_TASK INSTRUCTIONS_
Carry over the rows below, starting at the line containing "Section B, Question 2: Mark the green vegetation" and ending at the line containing "[0, 447, 100, 532]", with every line kept in order and each bounding-box coordinate in the answers increased by 79.

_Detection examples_
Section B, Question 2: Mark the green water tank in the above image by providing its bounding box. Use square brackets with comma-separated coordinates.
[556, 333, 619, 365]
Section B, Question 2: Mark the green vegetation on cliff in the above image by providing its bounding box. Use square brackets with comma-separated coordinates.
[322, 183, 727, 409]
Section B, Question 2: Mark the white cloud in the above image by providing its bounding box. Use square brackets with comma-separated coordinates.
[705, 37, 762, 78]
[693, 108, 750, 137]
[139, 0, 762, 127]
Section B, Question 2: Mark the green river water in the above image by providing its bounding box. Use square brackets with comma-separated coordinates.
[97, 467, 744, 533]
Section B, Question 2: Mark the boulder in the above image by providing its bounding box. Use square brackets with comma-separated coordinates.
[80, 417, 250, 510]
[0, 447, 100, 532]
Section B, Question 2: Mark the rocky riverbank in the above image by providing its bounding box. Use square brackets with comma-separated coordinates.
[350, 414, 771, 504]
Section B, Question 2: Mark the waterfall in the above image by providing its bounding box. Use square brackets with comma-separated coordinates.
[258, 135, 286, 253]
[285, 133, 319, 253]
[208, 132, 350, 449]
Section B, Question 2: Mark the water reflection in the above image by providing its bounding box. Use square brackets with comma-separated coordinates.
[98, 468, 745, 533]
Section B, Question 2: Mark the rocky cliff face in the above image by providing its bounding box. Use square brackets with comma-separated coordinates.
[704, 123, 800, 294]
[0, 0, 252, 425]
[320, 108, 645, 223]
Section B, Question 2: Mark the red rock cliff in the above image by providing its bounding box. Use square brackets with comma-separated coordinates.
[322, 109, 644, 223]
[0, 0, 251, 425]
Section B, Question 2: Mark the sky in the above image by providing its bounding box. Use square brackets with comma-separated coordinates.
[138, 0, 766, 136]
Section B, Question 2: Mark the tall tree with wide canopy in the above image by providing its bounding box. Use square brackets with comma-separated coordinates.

_SOLUTION TO THIS EXERCISE_
Section B, Question 2: Mark the green vegetation on cliff in the above image by providing its bounding box. Use square brackets with comma-separated coordinates.
[401, 262, 806, 488]
Section B, Question 2: Mark the white cloud in the above image by providing its bounding box. Use square brackets with comma-separated coordinates.
[784, 116, 841, 157]
[772, 187, 829, 216]
[218, 79, 841, 206]
Section B, Question 2: Mark the green river water in the above image by providing its bounding box. Use square brackets with comma-separated coordinates.
[176, 546, 823, 612]
Section B, Question 2: Mark the boulder in the above image by providing its bounding box. Use square brackets with comma-separated coordinates.
[159, 496, 329, 589]
[79, 526, 179, 611]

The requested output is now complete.